======== DATA SHOWN ========

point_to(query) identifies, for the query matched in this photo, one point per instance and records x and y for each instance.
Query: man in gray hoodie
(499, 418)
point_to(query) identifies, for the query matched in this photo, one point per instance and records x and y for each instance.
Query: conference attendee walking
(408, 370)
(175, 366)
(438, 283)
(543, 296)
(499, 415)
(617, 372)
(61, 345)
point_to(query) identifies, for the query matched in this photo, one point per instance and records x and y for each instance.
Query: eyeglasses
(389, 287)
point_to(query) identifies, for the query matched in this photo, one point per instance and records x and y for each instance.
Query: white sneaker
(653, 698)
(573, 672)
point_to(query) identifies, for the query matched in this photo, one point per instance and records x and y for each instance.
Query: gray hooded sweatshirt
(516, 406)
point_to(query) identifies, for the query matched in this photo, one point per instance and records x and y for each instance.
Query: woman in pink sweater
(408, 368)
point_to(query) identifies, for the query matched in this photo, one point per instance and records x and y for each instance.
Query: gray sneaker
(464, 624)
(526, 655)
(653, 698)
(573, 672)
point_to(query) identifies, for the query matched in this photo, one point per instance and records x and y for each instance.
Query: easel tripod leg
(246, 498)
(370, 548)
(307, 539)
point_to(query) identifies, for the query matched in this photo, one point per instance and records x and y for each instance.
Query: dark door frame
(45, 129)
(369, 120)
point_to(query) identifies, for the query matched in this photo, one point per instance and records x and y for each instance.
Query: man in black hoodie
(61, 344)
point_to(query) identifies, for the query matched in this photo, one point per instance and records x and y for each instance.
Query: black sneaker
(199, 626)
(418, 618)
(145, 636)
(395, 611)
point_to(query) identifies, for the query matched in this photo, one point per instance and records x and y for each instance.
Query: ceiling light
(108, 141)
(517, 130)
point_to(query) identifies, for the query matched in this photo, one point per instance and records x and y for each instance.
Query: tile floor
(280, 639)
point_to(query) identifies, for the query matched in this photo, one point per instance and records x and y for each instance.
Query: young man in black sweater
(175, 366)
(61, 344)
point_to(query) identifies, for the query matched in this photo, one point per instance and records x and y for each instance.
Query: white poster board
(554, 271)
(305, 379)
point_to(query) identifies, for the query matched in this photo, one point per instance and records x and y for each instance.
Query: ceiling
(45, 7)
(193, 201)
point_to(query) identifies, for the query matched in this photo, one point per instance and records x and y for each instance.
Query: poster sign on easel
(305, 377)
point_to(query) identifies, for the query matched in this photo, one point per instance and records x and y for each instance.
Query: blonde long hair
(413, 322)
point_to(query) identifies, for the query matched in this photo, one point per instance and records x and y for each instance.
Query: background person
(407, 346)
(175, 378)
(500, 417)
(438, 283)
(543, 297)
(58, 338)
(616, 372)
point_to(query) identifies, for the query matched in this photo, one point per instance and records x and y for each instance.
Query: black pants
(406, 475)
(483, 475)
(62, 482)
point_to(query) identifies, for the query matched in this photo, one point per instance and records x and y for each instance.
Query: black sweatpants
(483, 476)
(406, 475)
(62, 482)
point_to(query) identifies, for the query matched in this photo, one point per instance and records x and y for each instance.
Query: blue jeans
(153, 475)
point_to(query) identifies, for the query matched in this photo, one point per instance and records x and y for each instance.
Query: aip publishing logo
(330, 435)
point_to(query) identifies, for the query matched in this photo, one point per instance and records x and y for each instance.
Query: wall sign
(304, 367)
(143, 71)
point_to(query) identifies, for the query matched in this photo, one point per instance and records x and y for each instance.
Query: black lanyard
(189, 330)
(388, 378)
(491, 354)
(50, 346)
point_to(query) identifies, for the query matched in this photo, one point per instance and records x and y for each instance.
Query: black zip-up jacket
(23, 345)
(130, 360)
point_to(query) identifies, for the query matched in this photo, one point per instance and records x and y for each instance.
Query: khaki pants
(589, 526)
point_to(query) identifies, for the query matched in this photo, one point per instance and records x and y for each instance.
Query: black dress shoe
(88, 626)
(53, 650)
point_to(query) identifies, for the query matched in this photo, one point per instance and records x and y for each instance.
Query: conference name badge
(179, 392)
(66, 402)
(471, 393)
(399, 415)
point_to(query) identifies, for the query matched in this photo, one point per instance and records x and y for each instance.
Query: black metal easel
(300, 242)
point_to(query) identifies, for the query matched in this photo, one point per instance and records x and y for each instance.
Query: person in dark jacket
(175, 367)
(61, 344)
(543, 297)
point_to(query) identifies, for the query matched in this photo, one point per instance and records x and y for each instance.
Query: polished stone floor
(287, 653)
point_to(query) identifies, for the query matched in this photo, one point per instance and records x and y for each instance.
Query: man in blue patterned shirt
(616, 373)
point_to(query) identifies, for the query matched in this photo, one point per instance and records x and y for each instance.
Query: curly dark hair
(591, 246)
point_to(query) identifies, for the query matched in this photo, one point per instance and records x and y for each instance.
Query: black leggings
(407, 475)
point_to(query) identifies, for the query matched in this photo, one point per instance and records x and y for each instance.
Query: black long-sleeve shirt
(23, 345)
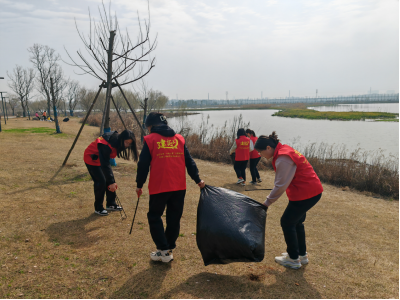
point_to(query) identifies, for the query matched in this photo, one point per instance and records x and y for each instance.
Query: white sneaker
(303, 259)
(165, 256)
(287, 262)
(101, 212)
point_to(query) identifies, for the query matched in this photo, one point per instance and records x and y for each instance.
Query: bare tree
(39, 105)
(22, 83)
(13, 103)
(86, 100)
(45, 61)
(120, 102)
(118, 60)
(157, 100)
(72, 94)
(58, 84)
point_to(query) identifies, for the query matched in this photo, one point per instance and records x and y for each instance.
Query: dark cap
(154, 119)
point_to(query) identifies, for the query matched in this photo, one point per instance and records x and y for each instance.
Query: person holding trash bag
(296, 176)
(242, 148)
(255, 158)
(97, 159)
(165, 154)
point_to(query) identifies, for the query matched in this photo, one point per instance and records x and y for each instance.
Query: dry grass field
(53, 246)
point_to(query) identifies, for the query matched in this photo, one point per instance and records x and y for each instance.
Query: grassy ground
(53, 246)
(331, 115)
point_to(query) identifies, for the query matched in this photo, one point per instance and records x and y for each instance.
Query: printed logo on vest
(301, 155)
(169, 144)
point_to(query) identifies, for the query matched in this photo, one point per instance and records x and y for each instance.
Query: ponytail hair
(264, 141)
(241, 132)
(251, 132)
(126, 153)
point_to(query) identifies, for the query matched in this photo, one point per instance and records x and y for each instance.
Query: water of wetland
(369, 136)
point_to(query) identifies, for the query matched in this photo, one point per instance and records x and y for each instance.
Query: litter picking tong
(137, 204)
(258, 190)
(120, 205)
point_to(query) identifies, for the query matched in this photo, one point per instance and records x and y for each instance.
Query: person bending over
(97, 159)
(242, 146)
(165, 154)
(296, 176)
(255, 158)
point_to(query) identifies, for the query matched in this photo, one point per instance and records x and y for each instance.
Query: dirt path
(51, 244)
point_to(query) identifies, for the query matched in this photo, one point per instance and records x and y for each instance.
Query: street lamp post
(0, 115)
(2, 103)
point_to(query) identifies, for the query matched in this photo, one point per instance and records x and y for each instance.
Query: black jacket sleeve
(104, 155)
(191, 167)
(143, 166)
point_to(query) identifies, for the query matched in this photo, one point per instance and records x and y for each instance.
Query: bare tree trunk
(144, 116)
(23, 109)
(106, 115)
(54, 106)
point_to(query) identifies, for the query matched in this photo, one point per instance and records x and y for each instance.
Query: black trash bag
(230, 227)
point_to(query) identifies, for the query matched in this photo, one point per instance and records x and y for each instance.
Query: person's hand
(201, 184)
(113, 187)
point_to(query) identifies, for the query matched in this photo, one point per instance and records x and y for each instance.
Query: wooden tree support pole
(130, 107)
(79, 132)
(123, 123)
(4, 112)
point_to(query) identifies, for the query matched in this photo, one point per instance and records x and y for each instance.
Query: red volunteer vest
(242, 148)
(92, 149)
(168, 167)
(305, 183)
(254, 154)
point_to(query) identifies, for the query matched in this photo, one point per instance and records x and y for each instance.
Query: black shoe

========

### EXERCISE
What you give back should be the lines from the one with "Query: wooden tree support pole" to the end of the data, copied exactly, both ends included.

### WRITTEN ANSWER
Query: wooden tree support pole
(130, 107)
(79, 132)
(123, 123)
(4, 112)
point_to(query) identifies, for the query matched in this photo, one point per instance and records x and y for each instance.
Query: red volunteer vest
(242, 148)
(92, 149)
(168, 167)
(305, 183)
(254, 154)
point_to(query) identifies, for the query matched in this photo, one point per instance and records x and y for each instance.
Query: black shoe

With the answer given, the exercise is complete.